───── DATA FOR THIS EXERCISE

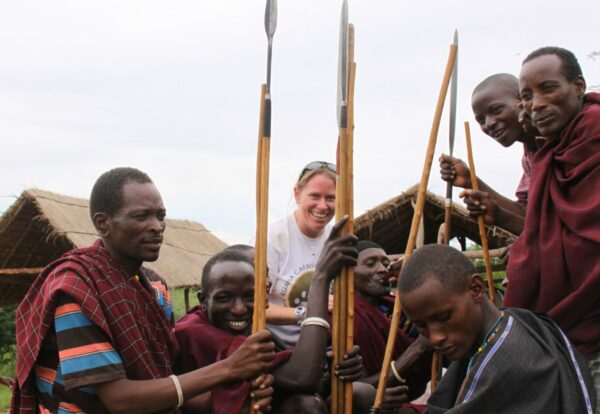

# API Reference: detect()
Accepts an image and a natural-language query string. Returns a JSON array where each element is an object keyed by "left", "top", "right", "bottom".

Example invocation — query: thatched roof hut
[
  {"left": 0, "top": 189, "right": 227, "bottom": 307},
  {"left": 354, "top": 184, "right": 517, "bottom": 255}
]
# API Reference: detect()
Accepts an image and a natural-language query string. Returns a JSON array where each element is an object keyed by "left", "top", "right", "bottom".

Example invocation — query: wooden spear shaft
[
  {"left": 372, "top": 43, "right": 458, "bottom": 411},
  {"left": 344, "top": 29, "right": 356, "bottom": 414},
  {"left": 464, "top": 121, "right": 496, "bottom": 304}
]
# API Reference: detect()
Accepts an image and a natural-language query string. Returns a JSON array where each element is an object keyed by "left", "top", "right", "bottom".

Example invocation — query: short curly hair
[
  {"left": 523, "top": 46, "right": 582, "bottom": 82},
  {"left": 201, "top": 249, "right": 254, "bottom": 291},
  {"left": 398, "top": 244, "right": 474, "bottom": 294},
  {"left": 89, "top": 167, "right": 152, "bottom": 219}
]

──────────

_EXERCISE_
Omitting the pictures, copy each record above exactly as it stands.

_COMPLETED TASK_
# API Reference: detect()
Accepts an image and a natural-language query string. Returns a JSON array where each element is an object keyed by "left", "top", "right", "bottom".

Example invocation — query: thatched roof hut
[
  {"left": 0, "top": 189, "right": 227, "bottom": 307},
  {"left": 354, "top": 184, "right": 517, "bottom": 255}
]
# API Reference: detect()
Accepts an image and a natural-language query string. Returns a JSON array where each element is an object keyed by "left", "top", "right", "bottom".

Example invocation — query: wooden spear shaft
[
  {"left": 372, "top": 43, "right": 458, "bottom": 411},
  {"left": 344, "top": 29, "right": 356, "bottom": 414},
  {"left": 464, "top": 121, "right": 496, "bottom": 304}
]
# API Reference: detect()
Accepts an image and a natural-language query string. Returns a JSON array where each element is an object keyed by "left", "top", "right", "bottom".

Example invocation — query: short curly hair
[
  {"left": 523, "top": 46, "right": 582, "bottom": 82},
  {"left": 201, "top": 249, "right": 254, "bottom": 291},
  {"left": 398, "top": 244, "right": 474, "bottom": 294},
  {"left": 89, "top": 167, "right": 152, "bottom": 219}
]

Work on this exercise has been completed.